**SHORT EXERCISE**
Switch every "street lamp" in the rows below to "streetlight" and reproduce the rows with nothing else changed, leaving out the pictures.

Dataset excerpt
· · · ·
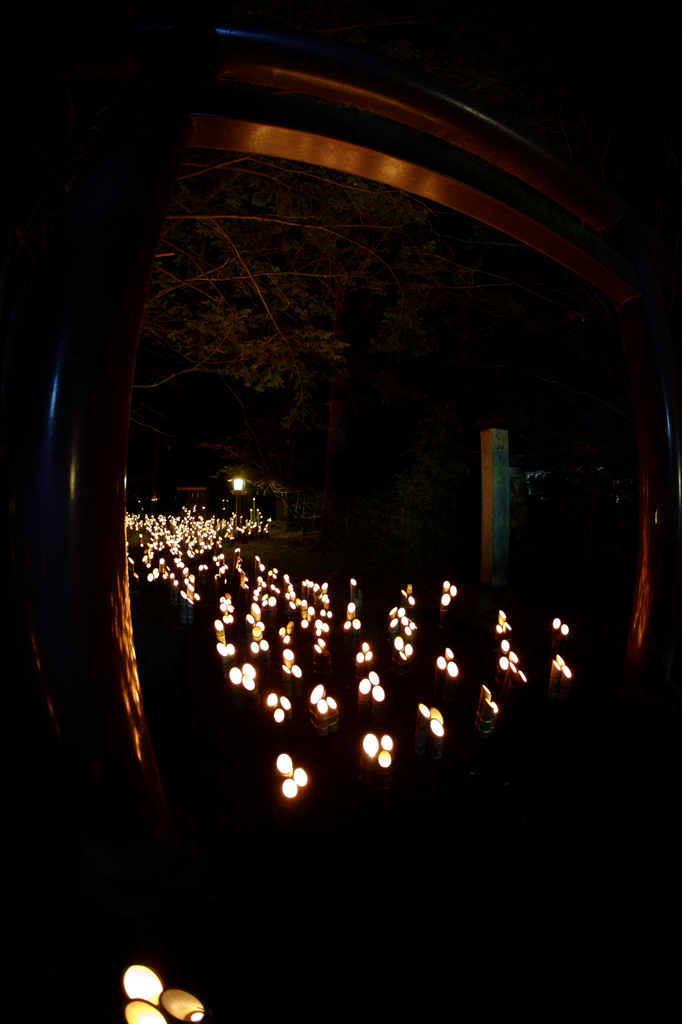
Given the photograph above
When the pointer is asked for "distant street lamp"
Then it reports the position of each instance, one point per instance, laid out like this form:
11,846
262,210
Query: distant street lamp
238,491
· · · ·
**RESPONSE TO THIS EXERCISE**
Given the photograph above
When the pointer is asked for "distant streetlight"
Then it reports the position of each instance, one point per instance, laid out like this form:
11,846
262,210
Query: distant streetlight
238,491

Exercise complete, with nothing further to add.